=== 文書抜粋 ===
....................
経団連の経済財政委員会経済政策部会(橋本法知部会長)は4月27日、3回目となる有識者ヒアリングを行った。ニッセイ基礎研究所の久我尚子主任研究員から子育て世帯の消費動向に関わる説明を聞いた。説明の概要は次のとおり。

■ 子育て世帯の消費喚起の意義

子育て世帯は、家族形成に際し、多様な消費支出を行う。このため、現役世代の経済基盤の安定化、働き方の見直しが消費の持続的拡大に資する。最近では、夫婦共働きで同等の賃金を得る「パワーカップル」の消費が注目されている。

他方、世帯収入の減少が続き、例えば食材費の高騰に対処するため、1日数十円の節約に必死に取り組む世帯も存在し、二極化が進んでいる。その背景として現役世代全般では、男性は若年層ほど非正規雇用者の割合が高いこと、また、大学・大学院卒の正規雇用者でも、男女ともに30~40代の賃金の伸びが鈍化していることがある。

夫の収入の低下、女性の社会進出に伴う価値観の変容を背景として、2002年から共働き世帯が専業主婦世帯を上回り、未就学児を持つ母親の半数が就業している。2000年と比較して、世帯収入は共働き世帯、専業主婦世帯ともに減少し、税・社会保険料の負担増とあわせて、可処分所得は収入の減少分以上に減っている。また、消費支出の実額も減少している。他方、預貯金の毎月の純増分は、雇用や社会保障制度への不安のためか微増している。
....................
=== 素材 ===
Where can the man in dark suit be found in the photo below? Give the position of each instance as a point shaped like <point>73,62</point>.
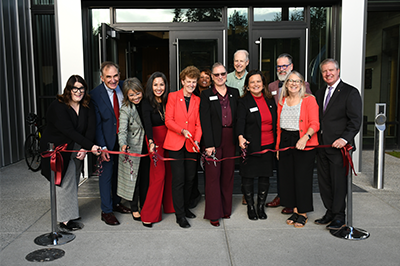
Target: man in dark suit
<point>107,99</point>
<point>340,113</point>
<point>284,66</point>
....................
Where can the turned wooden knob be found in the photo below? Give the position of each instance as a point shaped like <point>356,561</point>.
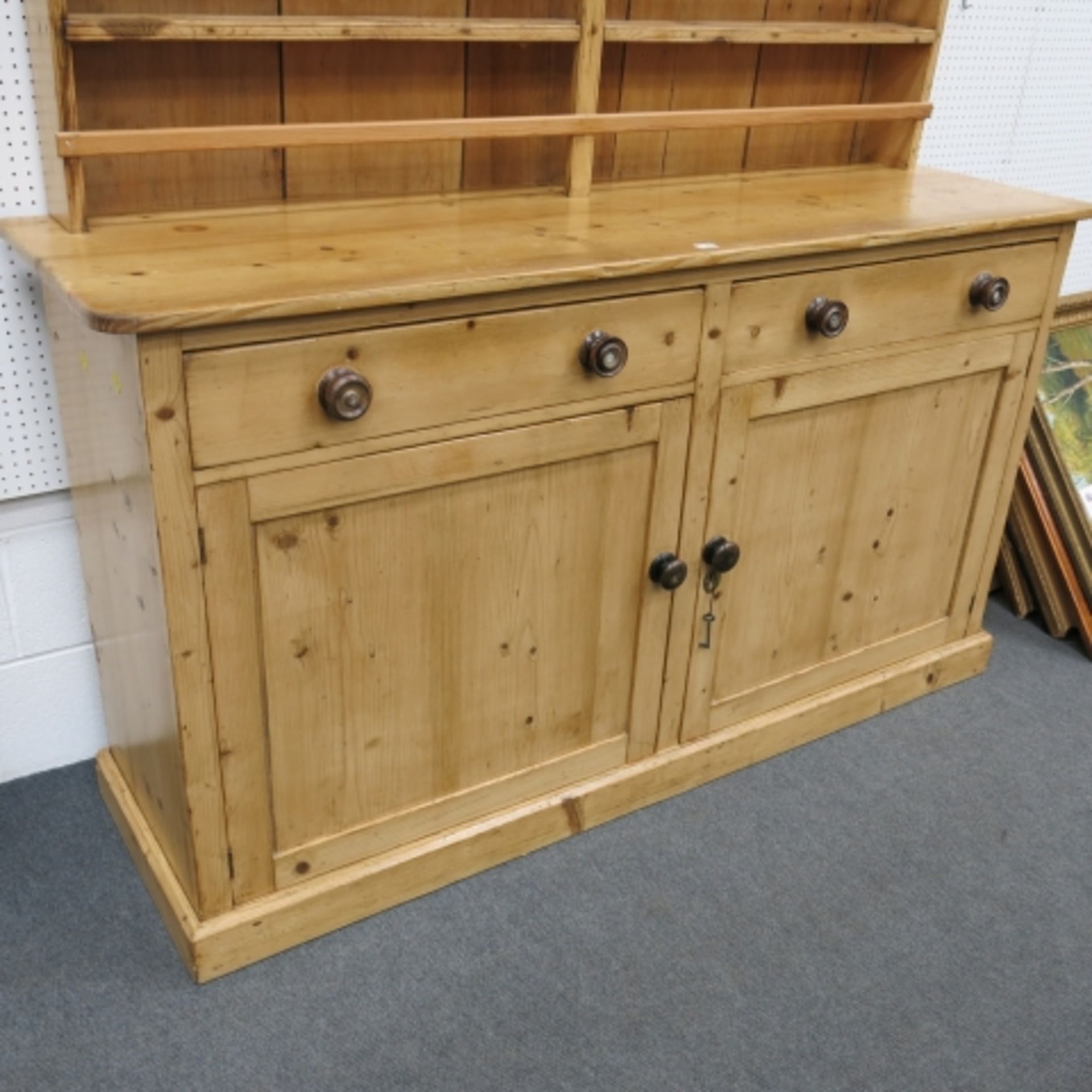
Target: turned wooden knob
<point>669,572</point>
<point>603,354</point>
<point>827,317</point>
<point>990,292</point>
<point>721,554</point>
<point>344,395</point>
....................
=== 指示 ===
子育て世帯の消費動向に関する文書の続きを、最後の文の後から書き進めてください。

=== 演習の出力 ===
■ 子育て世帯の消費の特徴

2000年と比べると、交通・通信、教育、食料への支出が増えている。交通・通信の伸びには、通信ニーズの高まりや、育児に参画する父親もターゲットとした電動アシスト自転車の普及も一役買っている。

他方、低下しているのは、住居、被服・履物、教養娯楽などである。住居については持ち家率が上昇している。住宅ローン減税の拡充や結婚・子育て資金の贈与税非課税措置の創設も寄与しており、ニーズの高いものに対して税制上の施策が行われれば、消費喚起に結びつく可能性がある。また、被服・履物については、低価格で衣服をそろえることのできるファストファッションなどが台頭しており、今の母親のファッション意識自体は薄れていない。さらに、共働き世帯の教養娯楽のうち、パック旅行の費用はLCCや格安航空券の普及により、直近上向きの兆しを見せている。

■ 「パワーカップル」による消費の可能性

共働き世帯の教育費は、専業主婦世帯を年間約14万円上回っている。いわゆる「お受験」のための学習塾や、民間の学童保育をはじめとした教育市場が活性化している。

今後、パワーカップルによる消費拡大が期待されるのは、ロボット掃除機やフードプロセッサーをはじめとした時短家電用品である。また、掃除や洗濯といった家事代行サービスの拡大も期待される。一層の普及に向けて、家事代行サービスへの支出額の課税所得からの控除といった税制優遇や、子育てクーポンの配布などが一案である。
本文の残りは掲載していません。